A verbatim copy of the records is required, with all pictures left out.

Image location labeling entries:
________________
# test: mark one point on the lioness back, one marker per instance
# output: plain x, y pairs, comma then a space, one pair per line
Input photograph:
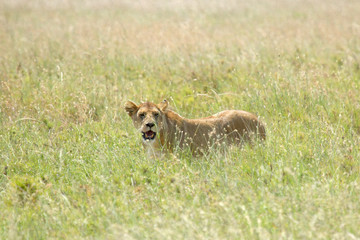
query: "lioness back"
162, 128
________________
EXERCISE SOLUTION.
# test: mark one point on the lioness back, one marker per instance
# output: plain x, y pairs, comma then a space, one pair per line
Input photograph:
query: "lioness back"
162, 128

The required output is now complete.